■ WORK INSTRUCTION 1: List every answer choice offered for the analogy "Standardized test : Thermometer ::" in the post about the ACT thermometer analogy.
■ WORK INSTRUCTION 2: Extend the post about the ACT thermometer analogy, picking up after its final line.

■ SELECTED EXCERPT:
- Opening Delimiter -
Recently Marten Roorda, CEO of ACT reminded us that throwing away the thermometer won’t get rid of a fever and he’s 100% right. Of course, no doctor in the world thinks that tossing the thermometer will cure an identified ailment. Mr. Roorda’s analogy in defense of the ACT (and attacking the test optional movement) was really subtle and I think many will miss all the ways in which the analogy works. Since I’m a fan of a good analogy (except when they are put on a test) I’m going to help make sure everyone understands why this is an amazing analogy.

Blaming tests for differences in educational quality and access doesn’t eliminate or reduce these inequities any more than throwing away the thermometer gets rid of a fever. – Marten Roorda, ACT CEO

First, temperature (Mr. Roorda must have meant that instead of fever) is one of the standard vital signs used to monitor a patient’s well-being but doctors know that many misconceptions surround fever and that the accuracy of many thermometers is in question. One of the reason that thermometers are unreliable is that they are used by many people who aren’t doctors, I’d even bet that most thermometer users aren’t doctors at all and that means thermometers are often being used by untrained novices incorrectly and inaccurately. Just like the ACT!

Types of Thermometers

Admission tests are constantly overused and misused by those to don’t understand them, didn’t read the directions (technical manual or score use guidelines) and misinterpret the numbers that are given.

Standardized test : Thermometer ::

(A) three pointer : basketball

(B) intelligence : sickness

(C) college readiness : fever

(D) FYGA : rectal temperature

(E) aptitude : health

*Answer to the question is at the end of the post.

Second, thermometers are used to make broad judgements of “health.” Doctors likely only use thermometers to determine the following:

  1. dead
  2. below normal
  3. normal
  4. above normal
  5. dead.
- Closing Delimiter -
■ DATA EXTRACT:
- Opening Delimiter -
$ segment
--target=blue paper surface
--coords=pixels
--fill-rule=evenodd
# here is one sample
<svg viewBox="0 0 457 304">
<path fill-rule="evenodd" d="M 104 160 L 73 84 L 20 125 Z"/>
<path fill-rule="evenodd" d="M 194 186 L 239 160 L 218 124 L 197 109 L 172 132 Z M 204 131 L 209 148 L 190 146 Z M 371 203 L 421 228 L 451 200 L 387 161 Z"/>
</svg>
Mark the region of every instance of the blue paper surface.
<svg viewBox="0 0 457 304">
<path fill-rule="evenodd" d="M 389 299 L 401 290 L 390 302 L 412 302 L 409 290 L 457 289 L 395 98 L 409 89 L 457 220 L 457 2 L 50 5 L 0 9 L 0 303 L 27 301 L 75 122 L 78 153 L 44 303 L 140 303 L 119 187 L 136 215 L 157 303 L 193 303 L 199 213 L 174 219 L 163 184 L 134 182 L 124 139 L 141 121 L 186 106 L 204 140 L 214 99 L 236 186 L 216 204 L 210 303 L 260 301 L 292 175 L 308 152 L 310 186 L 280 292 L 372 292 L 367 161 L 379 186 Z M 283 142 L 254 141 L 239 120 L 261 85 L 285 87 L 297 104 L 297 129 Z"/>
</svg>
- Closing Delimiter -
■ OUTPUT 1:
(A) three pointer : basketball
(B) intelligence : sickness
(C) college readiness : fever
(D) FYGA : rectal temperature
(E) aptitude : health

■ OUTPUT 2:
If the ACT or SAT were to be scored the same way it would be a much more accurate use of tests. Mr. Roorda’s analogy points out to us that thermometers are not use to ordinally rank patients. No doctor has ever looked at a .5° difference in temperature and concluded that one patient is healthier the other or that one is more deserving of treatment the other. We should totally use ACT scores that way. I’ve even created a scale that ACT could use to replace their scores that would foster this more responsible use:

Reducing the range of scores would encourage everyone to use the scores the  way doctors use thermometers: to identify the need for further better information.

Third, different types of thermometers are used for different purposes (hell, we could extend the thermometer use cases beyond health to cooking, homes, and vehicles but less not complicate things). This analogy probably means that testing is like a “thermometer” (with the quotes indicating the lack of precision in the word thermometer).  I’m sure Mr. Roorda noticed that using a forehead thermometer doesn’t measure the core body temperature, which is the temp that most doctors are seeking in order to assess illness. The ACT is also lacking in precision when it’s called a test of ability, knowledge, readiness, etc. So again this analogy is spot on!

I wish Mr. Roorda had clarified if he thinks the ACT is a rectal or a disposable plastic strip thermometer. Is the ACT the mercury thermometer that after decades of use the industry has finally started to force it to be phased out? These great analogy should force us to ask ourselves “are some colleges using a rectal thermometer to measure oral temperature?”

*I have no clue what the answer to that analogy is. I’m not really sure what in Marten’s analogy was the test and what was the thermometer. If you figure it out let me know.